::: Supplied data

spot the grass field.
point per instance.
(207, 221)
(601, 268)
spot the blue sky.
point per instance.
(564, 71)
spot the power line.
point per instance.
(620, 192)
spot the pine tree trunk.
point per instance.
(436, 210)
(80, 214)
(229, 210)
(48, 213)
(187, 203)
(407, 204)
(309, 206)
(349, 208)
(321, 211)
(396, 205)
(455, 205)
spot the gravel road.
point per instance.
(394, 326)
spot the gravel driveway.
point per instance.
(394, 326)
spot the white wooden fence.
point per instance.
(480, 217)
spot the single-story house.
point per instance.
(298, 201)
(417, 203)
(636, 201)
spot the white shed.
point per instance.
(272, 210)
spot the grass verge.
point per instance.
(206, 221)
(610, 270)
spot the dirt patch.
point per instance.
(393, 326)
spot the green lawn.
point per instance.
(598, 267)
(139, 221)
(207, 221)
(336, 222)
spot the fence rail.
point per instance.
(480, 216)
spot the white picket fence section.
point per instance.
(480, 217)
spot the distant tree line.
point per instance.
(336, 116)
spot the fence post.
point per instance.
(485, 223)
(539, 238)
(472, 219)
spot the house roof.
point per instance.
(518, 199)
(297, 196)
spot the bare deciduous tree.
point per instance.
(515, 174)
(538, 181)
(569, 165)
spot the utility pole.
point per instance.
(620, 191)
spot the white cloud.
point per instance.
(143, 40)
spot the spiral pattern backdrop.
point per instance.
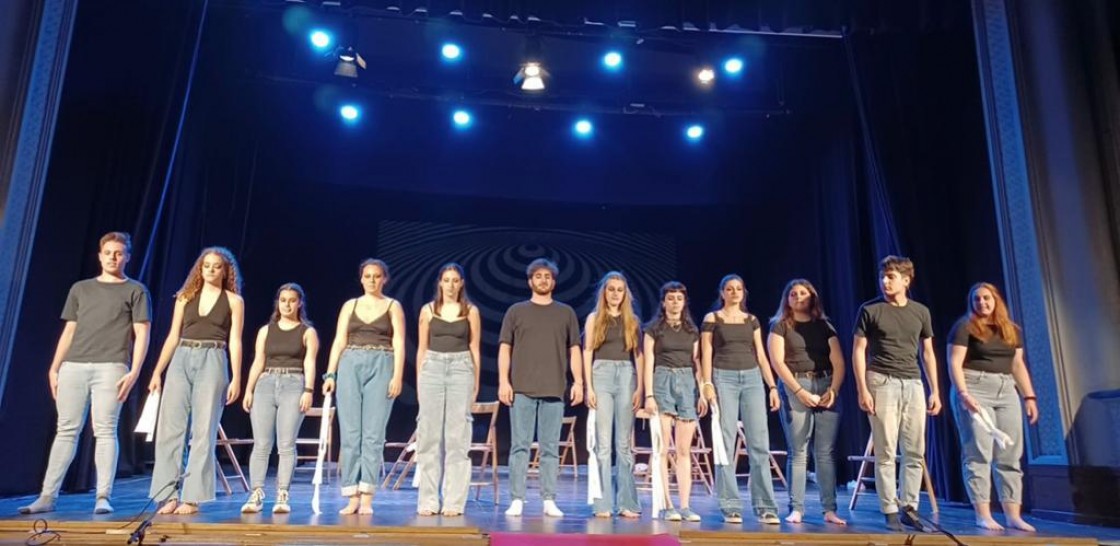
(494, 260)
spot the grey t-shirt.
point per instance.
(893, 333)
(104, 312)
(541, 337)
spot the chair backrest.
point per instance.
(488, 408)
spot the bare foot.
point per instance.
(351, 507)
(186, 509)
(1020, 524)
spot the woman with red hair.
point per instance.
(987, 367)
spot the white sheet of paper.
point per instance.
(147, 422)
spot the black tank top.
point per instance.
(733, 345)
(614, 342)
(214, 326)
(378, 332)
(283, 349)
(446, 336)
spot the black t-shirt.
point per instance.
(540, 337)
(893, 333)
(733, 345)
(994, 355)
(673, 348)
(806, 345)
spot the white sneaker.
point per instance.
(551, 509)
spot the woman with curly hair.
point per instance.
(202, 377)
(989, 376)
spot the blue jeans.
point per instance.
(614, 385)
(998, 398)
(363, 413)
(802, 424)
(548, 415)
(446, 383)
(276, 416)
(83, 386)
(898, 425)
(194, 392)
(740, 394)
(674, 389)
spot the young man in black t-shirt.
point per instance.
(890, 328)
(539, 338)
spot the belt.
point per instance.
(370, 347)
(202, 344)
(812, 375)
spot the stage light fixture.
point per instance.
(451, 52)
(320, 39)
(613, 60)
(531, 76)
(348, 63)
(462, 119)
(582, 128)
(733, 66)
(350, 113)
(706, 75)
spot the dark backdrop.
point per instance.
(827, 154)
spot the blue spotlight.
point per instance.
(451, 52)
(320, 39)
(582, 128)
(733, 66)
(462, 119)
(694, 132)
(613, 60)
(350, 113)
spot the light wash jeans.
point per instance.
(614, 388)
(898, 425)
(194, 393)
(446, 384)
(276, 419)
(83, 386)
(998, 398)
(821, 425)
(363, 413)
(548, 416)
(742, 394)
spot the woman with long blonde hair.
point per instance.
(613, 368)
(202, 378)
(987, 367)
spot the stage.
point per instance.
(395, 521)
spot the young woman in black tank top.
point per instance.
(805, 354)
(367, 363)
(989, 376)
(742, 382)
(448, 363)
(207, 320)
(671, 351)
(613, 369)
(281, 382)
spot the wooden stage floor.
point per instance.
(395, 521)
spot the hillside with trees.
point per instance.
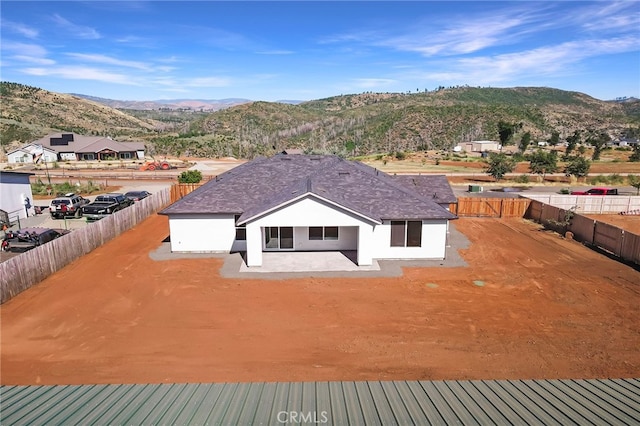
(348, 125)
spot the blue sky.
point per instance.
(300, 50)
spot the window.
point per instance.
(241, 230)
(319, 233)
(406, 233)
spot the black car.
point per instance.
(28, 238)
(137, 195)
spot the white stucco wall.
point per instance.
(13, 190)
(202, 233)
(434, 239)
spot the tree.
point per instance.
(525, 141)
(499, 165)
(634, 180)
(577, 166)
(554, 139)
(190, 176)
(635, 155)
(506, 131)
(542, 162)
(597, 142)
(572, 142)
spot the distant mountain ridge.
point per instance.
(350, 125)
(203, 105)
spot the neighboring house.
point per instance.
(74, 147)
(16, 198)
(314, 203)
(478, 146)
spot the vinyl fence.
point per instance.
(590, 203)
(621, 243)
(490, 207)
(29, 268)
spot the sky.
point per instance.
(303, 50)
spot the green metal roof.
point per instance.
(484, 402)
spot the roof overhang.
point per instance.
(256, 216)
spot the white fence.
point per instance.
(597, 204)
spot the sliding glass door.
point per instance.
(278, 238)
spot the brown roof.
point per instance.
(254, 188)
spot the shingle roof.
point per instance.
(483, 402)
(256, 187)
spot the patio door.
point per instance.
(278, 238)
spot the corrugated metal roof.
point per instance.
(483, 402)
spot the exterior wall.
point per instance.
(202, 233)
(434, 240)
(14, 188)
(347, 240)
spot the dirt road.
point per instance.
(530, 305)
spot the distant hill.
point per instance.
(350, 125)
(170, 104)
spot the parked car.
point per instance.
(29, 238)
(105, 205)
(67, 205)
(137, 195)
(597, 191)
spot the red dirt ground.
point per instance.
(543, 307)
(629, 223)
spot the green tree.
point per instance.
(635, 155)
(542, 162)
(572, 142)
(577, 166)
(634, 180)
(499, 165)
(506, 132)
(597, 142)
(554, 139)
(190, 176)
(525, 141)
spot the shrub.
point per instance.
(190, 176)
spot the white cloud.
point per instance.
(21, 29)
(78, 31)
(82, 73)
(371, 83)
(103, 59)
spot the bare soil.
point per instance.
(530, 305)
(629, 223)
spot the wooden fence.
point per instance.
(490, 207)
(29, 268)
(621, 243)
(590, 203)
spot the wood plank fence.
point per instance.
(619, 242)
(490, 207)
(29, 268)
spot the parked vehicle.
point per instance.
(105, 205)
(137, 195)
(597, 191)
(67, 205)
(156, 165)
(29, 238)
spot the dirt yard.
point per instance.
(629, 223)
(529, 305)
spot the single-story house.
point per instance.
(74, 147)
(478, 146)
(16, 198)
(314, 203)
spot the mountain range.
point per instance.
(352, 125)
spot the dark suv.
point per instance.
(28, 238)
(67, 205)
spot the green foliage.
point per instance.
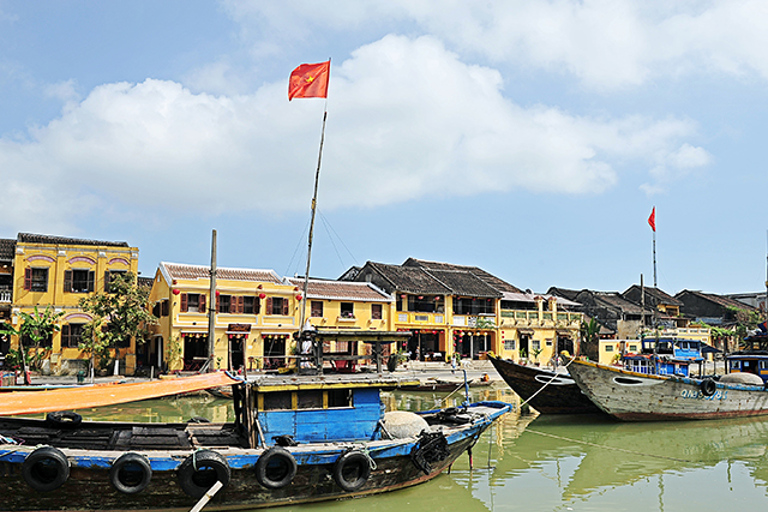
(118, 316)
(36, 327)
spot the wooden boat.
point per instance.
(546, 391)
(633, 396)
(295, 439)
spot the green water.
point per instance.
(531, 463)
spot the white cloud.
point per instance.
(607, 44)
(407, 119)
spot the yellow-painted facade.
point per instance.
(254, 337)
(58, 273)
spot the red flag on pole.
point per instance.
(309, 81)
(652, 219)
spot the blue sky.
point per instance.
(531, 139)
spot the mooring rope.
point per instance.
(633, 452)
(551, 380)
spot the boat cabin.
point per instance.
(664, 356)
(332, 408)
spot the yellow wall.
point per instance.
(58, 259)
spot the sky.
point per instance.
(531, 139)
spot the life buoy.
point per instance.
(66, 419)
(201, 470)
(45, 469)
(130, 473)
(708, 387)
(352, 470)
(276, 468)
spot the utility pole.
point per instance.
(212, 308)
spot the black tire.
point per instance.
(201, 470)
(64, 419)
(45, 469)
(276, 468)
(130, 473)
(708, 387)
(352, 470)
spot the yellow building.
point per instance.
(58, 272)
(256, 314)
(534, 329)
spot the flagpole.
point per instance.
(303, 303)
(655, 285)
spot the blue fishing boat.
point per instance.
(295, 439)
(664, 356)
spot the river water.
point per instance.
(538, 463)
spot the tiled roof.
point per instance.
(7, 249)
(465, 283)
(179, 271)
(410, 279)
(721, 300)
(499, 285)
(338, 290)
(60, 240)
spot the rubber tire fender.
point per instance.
(123, 463)
(358, 464)
(196, 473)
(708, 387)
(272, 456)
(64, 419)
(45, 469)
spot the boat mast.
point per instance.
(303, 303)
(212, 308)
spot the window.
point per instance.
(110, 276)
(277, 306)
(36, 279)
(28, 343)
(251, 305)
(79, 280)
(224, 303)
(347, 310)
(192, 303)
(72, 335)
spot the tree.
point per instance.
(35, 327)
(119, 315)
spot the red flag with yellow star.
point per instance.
(309, 81)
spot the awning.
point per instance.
(99, 395)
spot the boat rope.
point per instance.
(551, 380)
(633, 452)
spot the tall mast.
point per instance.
(212, 307)
(303, 303)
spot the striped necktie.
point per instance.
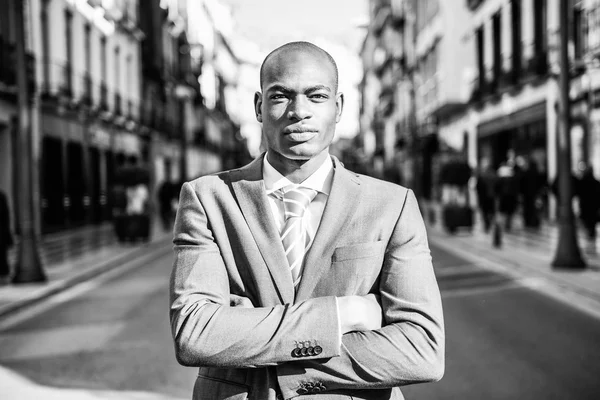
(293, 234)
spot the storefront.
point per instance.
(64, 190)
(523, 131)
(79, 162)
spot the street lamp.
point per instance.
(567, 253)
(29, 266)
(184, 94)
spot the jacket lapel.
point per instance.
(342, 202)
(249, 189)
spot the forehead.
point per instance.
(298, 68)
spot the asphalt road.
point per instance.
(504, 340)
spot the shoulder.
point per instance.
(380, 190)
(210, 183)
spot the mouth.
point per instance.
(300, 133)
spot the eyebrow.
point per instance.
(311, 89)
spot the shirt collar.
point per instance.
(320, 180)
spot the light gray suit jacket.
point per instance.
(371, 240)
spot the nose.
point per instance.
(299, 109)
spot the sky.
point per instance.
(271, 23)
(334, 25)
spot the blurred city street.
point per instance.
(513, 332)
(488, 110)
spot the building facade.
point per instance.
(114, 83)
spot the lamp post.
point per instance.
(184, 94)
(567, 254)
(29, 266)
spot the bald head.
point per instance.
(306, 48)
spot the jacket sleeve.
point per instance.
(208, 332)
(409, 348)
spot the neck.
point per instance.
(296, 170)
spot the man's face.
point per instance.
(299, 106)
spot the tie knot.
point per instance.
(296, 199)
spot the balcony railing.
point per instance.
(538, 64)
(103, 97)
(473, 4)
(66, 83)
(8, 74)
(118, 104)
(86, 97)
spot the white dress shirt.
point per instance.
(320, 181)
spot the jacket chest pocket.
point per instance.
(355, 268)
(214, 388)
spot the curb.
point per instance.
(546, 282)
(163, 245)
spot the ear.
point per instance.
(339, 105)
(258, 105)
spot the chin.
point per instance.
(301, 153)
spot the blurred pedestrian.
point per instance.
(6, 239)
(486, 182)
(531, 184)
(588, 192)
(507, 194)
(284, 268)
(166, 194)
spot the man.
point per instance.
(349, 308)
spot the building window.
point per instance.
(540, 37)
(68, 71)
(517, 46)
(103, 89)
(540, 24)
(578, 31)
(497, 48)
(45, 45)
(117, 83)
(88, 62)
(480, 52)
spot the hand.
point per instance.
(360, 313)
(239, 301)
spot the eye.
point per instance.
(319, 97)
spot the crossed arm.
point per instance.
(388, 341)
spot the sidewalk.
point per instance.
(75, 256)
(527, 255)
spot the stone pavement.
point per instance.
(73, 257)
(526, 255)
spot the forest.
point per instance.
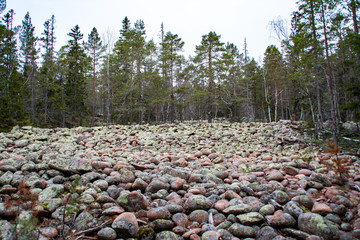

::::::

▸ The request
Pull out every line from the listing above that contains the word "boat".

▸ Worked answer
spot the wooden boat.
spot the boat cabin.
spot the blue fishing boat.
spot the boat mast.
spot the boat rope.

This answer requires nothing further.